Please reproduce all of the data below, line for line, without changing anything.

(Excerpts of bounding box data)
========================================================================
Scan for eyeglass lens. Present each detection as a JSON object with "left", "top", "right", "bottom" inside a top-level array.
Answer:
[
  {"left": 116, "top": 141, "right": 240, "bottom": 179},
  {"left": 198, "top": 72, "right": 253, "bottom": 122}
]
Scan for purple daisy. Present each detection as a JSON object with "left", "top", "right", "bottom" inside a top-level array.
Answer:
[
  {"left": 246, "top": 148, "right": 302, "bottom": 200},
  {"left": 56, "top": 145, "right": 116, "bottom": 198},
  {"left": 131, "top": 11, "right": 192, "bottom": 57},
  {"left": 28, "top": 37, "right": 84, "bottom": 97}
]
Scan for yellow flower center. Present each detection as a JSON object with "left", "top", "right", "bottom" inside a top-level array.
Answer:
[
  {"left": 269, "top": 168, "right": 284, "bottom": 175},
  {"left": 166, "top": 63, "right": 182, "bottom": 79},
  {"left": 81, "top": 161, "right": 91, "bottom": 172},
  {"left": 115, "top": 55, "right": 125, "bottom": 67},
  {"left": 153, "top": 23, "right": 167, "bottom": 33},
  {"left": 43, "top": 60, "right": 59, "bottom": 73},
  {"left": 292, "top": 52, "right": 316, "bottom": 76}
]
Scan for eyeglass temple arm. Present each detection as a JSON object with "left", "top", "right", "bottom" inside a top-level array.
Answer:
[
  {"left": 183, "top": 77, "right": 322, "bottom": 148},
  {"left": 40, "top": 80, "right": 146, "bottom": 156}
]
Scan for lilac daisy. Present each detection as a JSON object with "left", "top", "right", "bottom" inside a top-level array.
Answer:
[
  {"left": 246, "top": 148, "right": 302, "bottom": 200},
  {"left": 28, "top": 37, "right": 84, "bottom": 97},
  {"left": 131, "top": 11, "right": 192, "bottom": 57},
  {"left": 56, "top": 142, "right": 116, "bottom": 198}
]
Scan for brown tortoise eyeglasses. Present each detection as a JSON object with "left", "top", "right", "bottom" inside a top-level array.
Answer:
========================================================================
*Solved problem*.
Scan for eyeglass lens. Present each detection as a JSON object with "left", "top", "right", "bottom" inside a top-level array.
Answer:
[
  {"left": 116, "top": 141, "right": 240, "bottom": 179},
  {"left": 198, "top": 72, "right": 253, "bottom": 122}
]
Scan for purple daisy. Present each detection as a JSON object with "left", "top", "right", "bottom" inside a top-level array.
Answer:
[
  {"left": 246, "top": 148, "right": 302, "bottom": 200},
  {"left": 56, "top": 145, "right": 116, "bottom": 198},
  {"left": 131, "top": 11, "right": 192, "bottom": 57},
  {"left": 28, "top": 37, "right": 84, "bottom": 97}
]
Scan for yellow flower center. Present each detection as a JSON object with "left", "top", "right", "bottom" inside a top-level array.
Answer:
[
  {"left": 269, "top": 168, "right": 284, "bottom": 175},
  {"left": 166, "top": 63, "right": 182, "bottom": 79},
  {"left": 81, "top": 161, "right": 91, "bottom": 172},
  {"left": 115, "top": 55, "right": 125, "bottom": 67},
  {"left": 153, "top": 23, "right": 167, "bottom": 33},
  {"left": 43, "top": 60, "right": 59, "bottom": 73},
  {"left": 292, "top": 52, "right": 316, "bottom": 76}
]
Scan for eyeglass temple arm. Present each detection as a JSON object with "left", "top", "right", "bottom" inside a top-level array.
Answer:
[
  {"left": 183, "top": 77, "right": 322, "bottom": 148},
  {"left": 40, "top": 80, "right": 146, "bottom": 156}
]
Scan for lilac daisy. Present each detection as a JSON object with "left", "top", "right", "bottom" inside a top-level array.
Answer:
[
  {"left": 246, "top": 148, "right": 302, "bottom": 200},
  {"left": 28, "top": 37, "right": 84, "bottom": 97},
  {"left": 131, "top": 11, "right": 192, "bottom": 57},
  {"left": 56, "top": 142, "right": 116, "bottom": 198}
]
Scan for brown tortoise eyeglasses. Present each detection as a JSON object with "left", "top", "right", "bottom" inside a top-level array.
Answer:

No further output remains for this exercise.